Scan the entries below for "window" and copy each line that holds it.

Records drawn from a dataset:

================

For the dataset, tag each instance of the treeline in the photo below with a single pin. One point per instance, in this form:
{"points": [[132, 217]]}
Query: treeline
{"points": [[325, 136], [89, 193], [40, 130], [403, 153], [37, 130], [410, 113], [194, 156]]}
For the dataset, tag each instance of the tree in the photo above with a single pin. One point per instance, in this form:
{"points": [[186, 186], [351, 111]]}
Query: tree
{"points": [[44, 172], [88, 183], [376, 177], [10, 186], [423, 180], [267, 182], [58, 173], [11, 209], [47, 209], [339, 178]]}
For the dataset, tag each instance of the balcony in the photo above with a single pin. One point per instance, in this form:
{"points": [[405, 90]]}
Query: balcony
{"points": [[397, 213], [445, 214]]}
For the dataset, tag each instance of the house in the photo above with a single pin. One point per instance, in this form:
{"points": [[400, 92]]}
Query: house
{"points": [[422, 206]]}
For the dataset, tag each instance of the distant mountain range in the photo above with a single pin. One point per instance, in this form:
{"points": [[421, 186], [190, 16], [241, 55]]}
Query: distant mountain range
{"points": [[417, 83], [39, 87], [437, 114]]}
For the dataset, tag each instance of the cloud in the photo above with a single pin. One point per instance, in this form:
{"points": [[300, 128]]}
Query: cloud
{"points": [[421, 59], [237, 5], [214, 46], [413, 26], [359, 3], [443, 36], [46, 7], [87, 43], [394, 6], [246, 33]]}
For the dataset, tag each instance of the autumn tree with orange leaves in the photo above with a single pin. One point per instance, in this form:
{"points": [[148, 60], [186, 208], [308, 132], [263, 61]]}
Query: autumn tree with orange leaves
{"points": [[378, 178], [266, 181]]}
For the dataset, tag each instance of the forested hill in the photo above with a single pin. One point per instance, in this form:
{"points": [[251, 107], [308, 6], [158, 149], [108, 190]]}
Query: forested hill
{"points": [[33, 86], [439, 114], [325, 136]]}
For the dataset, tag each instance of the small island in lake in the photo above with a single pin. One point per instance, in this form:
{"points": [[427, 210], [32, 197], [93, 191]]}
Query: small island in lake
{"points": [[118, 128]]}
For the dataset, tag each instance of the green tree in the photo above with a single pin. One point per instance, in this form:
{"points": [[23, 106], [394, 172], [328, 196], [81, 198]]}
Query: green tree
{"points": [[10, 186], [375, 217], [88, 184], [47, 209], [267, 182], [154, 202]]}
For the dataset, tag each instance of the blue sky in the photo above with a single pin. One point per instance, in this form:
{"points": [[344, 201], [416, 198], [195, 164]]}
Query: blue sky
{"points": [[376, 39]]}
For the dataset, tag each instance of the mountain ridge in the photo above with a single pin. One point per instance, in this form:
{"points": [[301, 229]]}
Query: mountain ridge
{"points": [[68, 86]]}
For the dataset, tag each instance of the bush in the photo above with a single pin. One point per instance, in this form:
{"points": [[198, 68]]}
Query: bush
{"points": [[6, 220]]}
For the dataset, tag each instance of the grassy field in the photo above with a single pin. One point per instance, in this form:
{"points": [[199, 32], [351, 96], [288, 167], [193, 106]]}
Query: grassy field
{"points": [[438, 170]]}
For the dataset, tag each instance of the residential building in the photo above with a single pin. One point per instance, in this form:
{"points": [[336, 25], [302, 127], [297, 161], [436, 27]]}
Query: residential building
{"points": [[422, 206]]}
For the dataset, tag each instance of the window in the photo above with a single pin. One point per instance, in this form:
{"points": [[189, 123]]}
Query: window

================

● WRITTEN SOLUTION:
For the dataset, tag each instance of the window in the photo above with a single pin. One point per instance, in this form:
Query: window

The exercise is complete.